* Brief A:
From the book review below, list every kind of failure named in the sentence that begins "It is barriers and breakdowns."
* Brief B:
Continue the book review below with a further paragraph that follows on from its last sentence.

* Text to read:
A review of Knowledge and Power on the Kazakh Steppe, 1845-1917, by Ian Wylie Campbell.
Historians love failure. It is barriers and breakdowns, mistranslations and misreadings, that create so many of the sources that allow us to write about nuanced processes rather than summary results. Examples of failure are hardly deficit goods in the history of Russian imperial management, and many recent studies have emphasized the Russian/Soviet state’s ineffectiveness in achieving its goals for control of the population, ethically dubious as many of these goals may have been in the first place. Since the 1990s in particular, postcolonialism has invited all historians to see unequal power relations and failed grand projects in terms of the practices and politics of knowledge. In Russian and Soviet history, insights from postcolonial thought about informational forms and technologies and Foucauldian analyses of power and discipline entered scholarly discourse at the same time that the end of the Cold War depolarized somewhat the politics of studying the Russian Empire, and opened more archives to foreign researchers. These collective developments produced much needed histories of imperial peripheries and non-Slavic ethnic groups, as well as what we might call a historiography of imperial ambivalence.

* Records supplied:
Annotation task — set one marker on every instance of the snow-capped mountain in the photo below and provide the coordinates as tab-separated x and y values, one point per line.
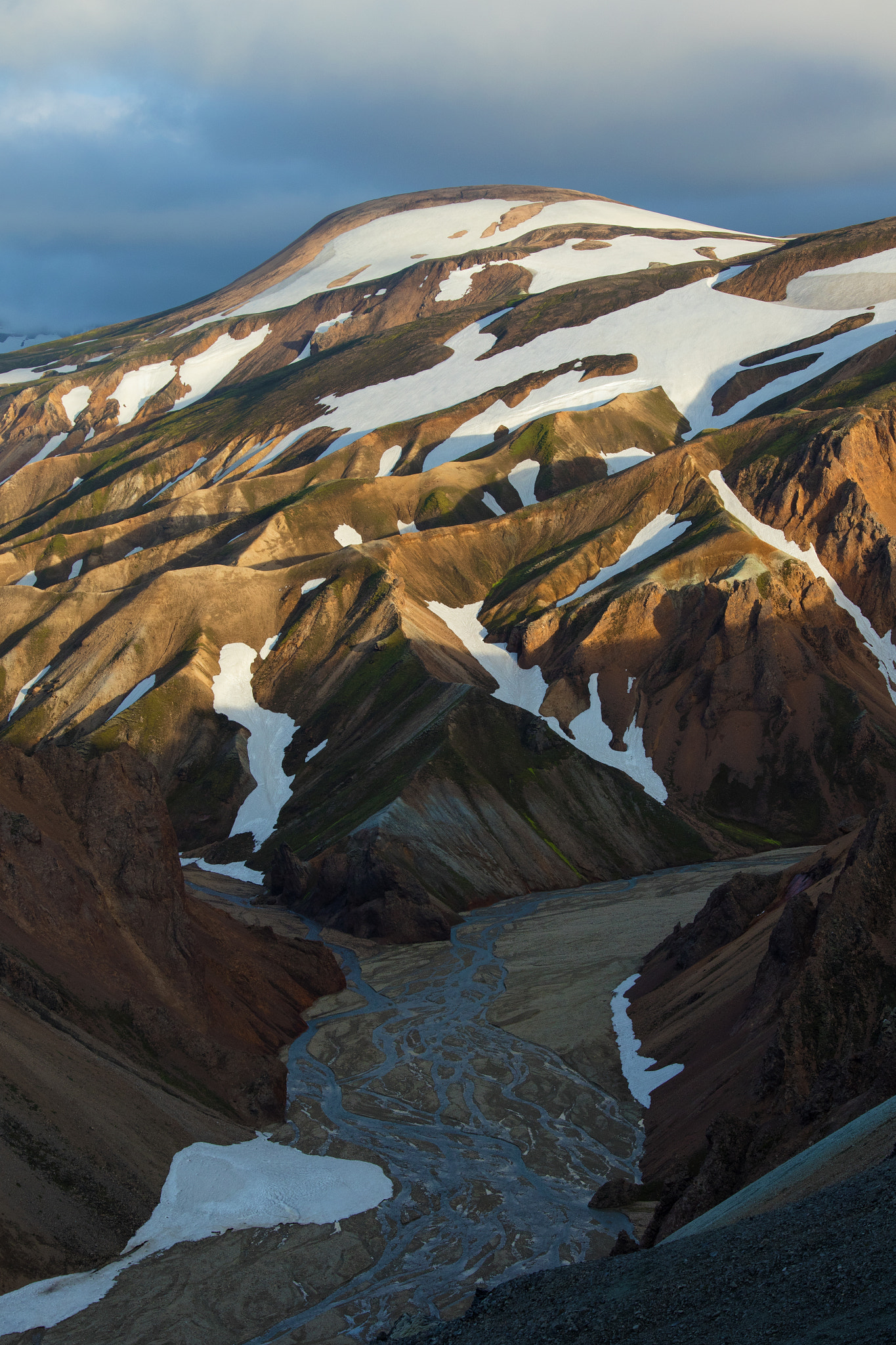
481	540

* * *

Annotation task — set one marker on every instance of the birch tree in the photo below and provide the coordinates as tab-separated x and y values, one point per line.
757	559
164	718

* Response A:
barriers, breakdowns, mistranslations, misreadings

* Response B:
Ian W. Campbell utilizes the term “ambivalence” with singular frequency in his dissertation on “Knowledge and Power on the Kazakh Steppe” between 1845 and 1917. In Campbell’s usage, the term indexes the diversity of notions of Kazakhness in this period; the reluctance or inability of Kazakh intellectuals to reject the categories if not the content of Russian statism and ideals of modernization; and the invariable gap between intentions and results on all sides. Influenced by Tara Zahra’s argument for “national indifference” in the Czech lands and by Homi Bhabha on ambivalent colonial discourses, Campbell eschews linear narratives of Kazakh nationalism while still writing meaningfully about a complex Kazakh identity. Examining late imperial ideas about managing the peripheries in terms of ambivalence also allows Campbell to take organizations like the Imperial Russian Geographic Society or the Shcherbina Commission on their own terms, ascribing neither neutrality nor monolithic motives of imperial oppression to these organizations’ actors. In this he builds on existing work by numerous current scholars like Nathaniel Knight, Marina Mogil’ner, and especially Vera Tolz.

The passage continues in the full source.